## GIVEN PROBLEM 1
In the East River fishing thread, how many keepers did the first poster end up with?
## GIVEN PROBLEM 2
From the East River fishing thread, copy the text between "I was hoping" and "few stripers myself.", inclusive.

## EXTRACT
# East River Dec 4



## Amarillo Palmira (Jan 2, 2010)

NJD and I hit the river today. We caught quite a few specks and a few white trout on Gulps and a couple on Rattletraps. We only ended up with three keepers, but one was over three pounds. Hopefully, more big ones will move into the river soon.

I was hoping for one of the huge stripers (or whatever they are) that have straightened hooks, locked up reels, or broken me off during the winter, but it was not to be today. 

I think we need another cold front or two to really get the huge ones biting well.


----------



## Spectre Gunner (Sep 6, 2010)

Not a bad day AP. I would not mind hooking a few stripers myself.


----------



## Amarillo Palmira (Jan 2, 2010)

Let me get my holiday schedule and tournament schedule worked out and we'll go out and get some fish. Not sure if I can promise stripers, but I can definitely put you on bass and trout.


----------



## Spectre Gunner (Sep 6, 2010)

I will be working 21 Dec but I will be pretty free 17 Dec-1 Jan. Man, I sure will miss that when I have to get a civilian job! Just give me a shout.


----------



## Amarillo Palmira (Jan 2, 2010)

Will do. Here is a trout from last weekend.


----------



## Spectre Gunner (Sep 6, 2010)

Nice speck!


----------

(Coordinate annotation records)

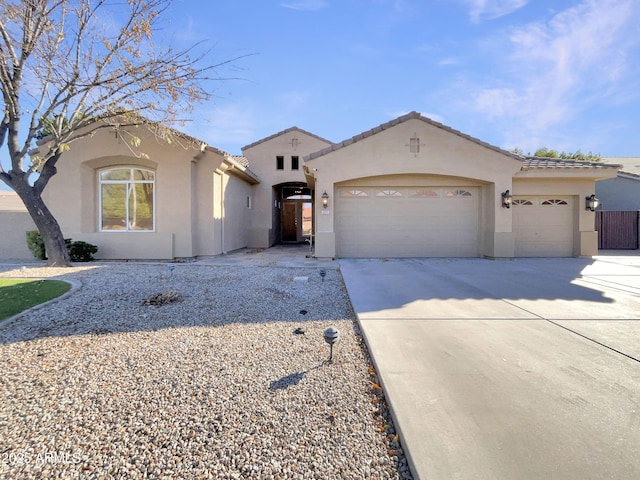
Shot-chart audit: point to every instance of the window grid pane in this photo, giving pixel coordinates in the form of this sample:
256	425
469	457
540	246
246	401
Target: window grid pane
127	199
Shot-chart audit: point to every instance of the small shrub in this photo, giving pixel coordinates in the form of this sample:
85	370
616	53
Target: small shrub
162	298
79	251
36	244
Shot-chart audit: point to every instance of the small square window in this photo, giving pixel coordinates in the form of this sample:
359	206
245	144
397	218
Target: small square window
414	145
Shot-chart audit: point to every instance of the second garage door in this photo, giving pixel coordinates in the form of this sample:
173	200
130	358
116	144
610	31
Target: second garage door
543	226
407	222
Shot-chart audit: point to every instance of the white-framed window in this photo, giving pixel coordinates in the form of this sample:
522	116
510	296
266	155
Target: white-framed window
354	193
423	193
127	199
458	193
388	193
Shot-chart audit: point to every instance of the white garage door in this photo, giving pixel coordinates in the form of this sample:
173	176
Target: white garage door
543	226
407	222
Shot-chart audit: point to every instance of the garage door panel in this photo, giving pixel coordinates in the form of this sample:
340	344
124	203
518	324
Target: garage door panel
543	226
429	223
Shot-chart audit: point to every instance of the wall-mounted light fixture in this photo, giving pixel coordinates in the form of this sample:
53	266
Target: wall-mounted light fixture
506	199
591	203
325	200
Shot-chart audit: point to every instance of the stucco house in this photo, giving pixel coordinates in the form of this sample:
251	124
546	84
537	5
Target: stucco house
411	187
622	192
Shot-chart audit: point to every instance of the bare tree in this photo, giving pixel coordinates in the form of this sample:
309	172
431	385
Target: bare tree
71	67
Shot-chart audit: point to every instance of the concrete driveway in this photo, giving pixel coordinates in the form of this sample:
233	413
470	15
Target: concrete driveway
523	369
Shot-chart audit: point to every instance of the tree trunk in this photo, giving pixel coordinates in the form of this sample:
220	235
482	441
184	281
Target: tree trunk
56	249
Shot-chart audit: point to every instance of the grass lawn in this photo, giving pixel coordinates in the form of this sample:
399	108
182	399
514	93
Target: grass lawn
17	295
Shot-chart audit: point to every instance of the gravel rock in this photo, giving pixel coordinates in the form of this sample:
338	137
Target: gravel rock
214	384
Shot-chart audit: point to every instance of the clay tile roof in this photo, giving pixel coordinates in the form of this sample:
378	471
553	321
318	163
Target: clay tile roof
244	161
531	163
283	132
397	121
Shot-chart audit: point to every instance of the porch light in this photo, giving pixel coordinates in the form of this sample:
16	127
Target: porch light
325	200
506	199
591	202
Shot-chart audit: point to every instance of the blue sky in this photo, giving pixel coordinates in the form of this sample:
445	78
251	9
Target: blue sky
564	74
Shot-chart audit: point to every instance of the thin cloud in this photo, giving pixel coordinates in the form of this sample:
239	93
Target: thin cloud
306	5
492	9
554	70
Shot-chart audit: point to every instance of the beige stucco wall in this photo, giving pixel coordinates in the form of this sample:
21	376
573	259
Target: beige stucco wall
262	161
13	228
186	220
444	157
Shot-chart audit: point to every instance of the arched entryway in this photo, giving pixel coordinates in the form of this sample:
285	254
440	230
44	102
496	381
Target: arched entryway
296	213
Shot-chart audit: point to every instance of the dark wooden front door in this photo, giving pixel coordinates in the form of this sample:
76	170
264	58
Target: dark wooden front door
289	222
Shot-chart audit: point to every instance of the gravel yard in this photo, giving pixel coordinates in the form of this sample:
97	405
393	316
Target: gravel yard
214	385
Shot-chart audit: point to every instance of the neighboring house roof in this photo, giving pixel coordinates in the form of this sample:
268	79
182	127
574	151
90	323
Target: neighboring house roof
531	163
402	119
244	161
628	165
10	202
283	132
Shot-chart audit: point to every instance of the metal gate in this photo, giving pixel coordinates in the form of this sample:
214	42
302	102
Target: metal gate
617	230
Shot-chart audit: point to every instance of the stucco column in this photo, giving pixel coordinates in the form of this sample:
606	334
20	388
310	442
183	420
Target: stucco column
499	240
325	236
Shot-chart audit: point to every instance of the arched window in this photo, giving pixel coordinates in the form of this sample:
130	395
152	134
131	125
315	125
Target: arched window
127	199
---
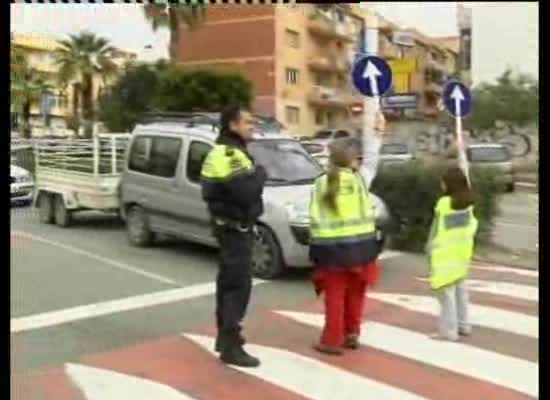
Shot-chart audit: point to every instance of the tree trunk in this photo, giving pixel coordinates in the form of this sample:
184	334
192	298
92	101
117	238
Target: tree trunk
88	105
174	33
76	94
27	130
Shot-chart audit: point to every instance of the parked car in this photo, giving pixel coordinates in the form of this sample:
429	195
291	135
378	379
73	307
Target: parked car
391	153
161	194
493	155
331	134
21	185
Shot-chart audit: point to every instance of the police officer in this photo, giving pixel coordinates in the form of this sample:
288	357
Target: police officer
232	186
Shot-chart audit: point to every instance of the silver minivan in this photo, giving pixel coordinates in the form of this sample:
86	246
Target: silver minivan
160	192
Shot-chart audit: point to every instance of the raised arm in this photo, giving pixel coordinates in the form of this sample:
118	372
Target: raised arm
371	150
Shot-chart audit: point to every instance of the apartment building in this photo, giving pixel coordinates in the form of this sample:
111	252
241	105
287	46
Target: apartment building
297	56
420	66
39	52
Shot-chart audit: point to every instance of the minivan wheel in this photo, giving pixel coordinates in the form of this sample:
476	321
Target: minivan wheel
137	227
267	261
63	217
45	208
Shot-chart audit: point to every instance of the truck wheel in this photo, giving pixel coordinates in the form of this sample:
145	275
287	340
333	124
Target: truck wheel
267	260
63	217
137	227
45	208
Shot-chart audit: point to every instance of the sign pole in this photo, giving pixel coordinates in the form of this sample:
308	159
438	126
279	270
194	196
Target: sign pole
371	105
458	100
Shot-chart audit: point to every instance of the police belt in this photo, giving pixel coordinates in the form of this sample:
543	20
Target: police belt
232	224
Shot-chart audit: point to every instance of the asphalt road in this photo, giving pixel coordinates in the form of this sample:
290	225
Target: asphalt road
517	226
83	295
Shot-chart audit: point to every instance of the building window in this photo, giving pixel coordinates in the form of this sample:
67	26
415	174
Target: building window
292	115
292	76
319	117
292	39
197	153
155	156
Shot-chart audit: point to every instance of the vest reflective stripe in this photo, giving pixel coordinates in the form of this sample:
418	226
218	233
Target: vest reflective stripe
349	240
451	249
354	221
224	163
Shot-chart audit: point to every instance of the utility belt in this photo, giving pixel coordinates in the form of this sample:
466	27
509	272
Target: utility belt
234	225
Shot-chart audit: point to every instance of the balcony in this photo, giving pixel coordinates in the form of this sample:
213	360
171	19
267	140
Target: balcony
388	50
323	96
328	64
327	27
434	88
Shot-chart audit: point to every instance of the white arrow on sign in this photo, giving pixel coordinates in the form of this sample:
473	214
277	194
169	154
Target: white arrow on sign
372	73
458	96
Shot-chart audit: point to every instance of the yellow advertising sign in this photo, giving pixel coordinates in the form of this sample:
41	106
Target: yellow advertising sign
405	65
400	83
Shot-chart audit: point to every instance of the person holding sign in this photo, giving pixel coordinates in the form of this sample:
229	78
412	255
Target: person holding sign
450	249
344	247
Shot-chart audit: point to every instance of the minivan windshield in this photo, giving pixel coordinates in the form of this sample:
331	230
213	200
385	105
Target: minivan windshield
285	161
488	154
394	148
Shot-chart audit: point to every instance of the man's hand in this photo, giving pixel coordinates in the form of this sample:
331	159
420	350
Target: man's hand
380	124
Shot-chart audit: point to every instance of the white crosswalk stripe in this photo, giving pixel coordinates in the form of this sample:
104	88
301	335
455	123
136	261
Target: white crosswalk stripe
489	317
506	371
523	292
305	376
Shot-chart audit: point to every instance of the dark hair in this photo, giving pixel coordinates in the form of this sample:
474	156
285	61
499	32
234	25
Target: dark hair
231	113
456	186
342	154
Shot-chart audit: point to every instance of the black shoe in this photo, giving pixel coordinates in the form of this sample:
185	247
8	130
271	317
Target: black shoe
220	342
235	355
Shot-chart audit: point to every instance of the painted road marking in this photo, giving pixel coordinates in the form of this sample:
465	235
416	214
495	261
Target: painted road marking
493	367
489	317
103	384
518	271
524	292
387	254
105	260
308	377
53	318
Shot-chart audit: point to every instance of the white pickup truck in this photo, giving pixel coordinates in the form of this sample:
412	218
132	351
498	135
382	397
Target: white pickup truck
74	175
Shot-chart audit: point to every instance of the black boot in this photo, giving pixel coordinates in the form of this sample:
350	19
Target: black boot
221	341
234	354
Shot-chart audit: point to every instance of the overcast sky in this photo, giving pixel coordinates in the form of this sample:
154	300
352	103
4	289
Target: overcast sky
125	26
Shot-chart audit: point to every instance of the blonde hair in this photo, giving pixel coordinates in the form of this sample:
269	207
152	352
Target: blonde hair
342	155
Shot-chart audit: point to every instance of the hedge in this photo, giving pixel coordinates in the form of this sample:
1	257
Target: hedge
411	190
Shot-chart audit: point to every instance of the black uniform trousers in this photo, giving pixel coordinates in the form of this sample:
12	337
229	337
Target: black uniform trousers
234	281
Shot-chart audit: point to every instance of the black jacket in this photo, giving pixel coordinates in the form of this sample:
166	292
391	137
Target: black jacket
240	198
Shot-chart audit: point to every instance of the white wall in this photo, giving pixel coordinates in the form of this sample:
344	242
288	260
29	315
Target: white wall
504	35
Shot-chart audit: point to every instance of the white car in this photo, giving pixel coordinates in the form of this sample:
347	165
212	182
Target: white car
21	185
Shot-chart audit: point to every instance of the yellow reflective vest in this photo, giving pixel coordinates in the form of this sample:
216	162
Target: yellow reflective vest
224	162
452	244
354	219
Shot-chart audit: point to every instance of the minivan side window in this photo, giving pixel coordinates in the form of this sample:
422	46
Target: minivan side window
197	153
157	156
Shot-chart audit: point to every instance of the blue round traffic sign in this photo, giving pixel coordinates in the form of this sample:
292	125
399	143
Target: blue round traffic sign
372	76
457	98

## COMPLETE OUTPUT 1
Three, and one was over three pounds.

## COMPLETE OUTPUT 2
I was hoping for one of the huge stripers (or whatever they are) that have straightened hooks, locked up reels, or broken me off during the winter, but it was not to be today. 

I think we need another cold front or two to really get the huge ones biting well.


----------



## Spectre Gunner (Sep 6, 2010)

Not a bad day AP. I would not mind hooking a few stripers myself.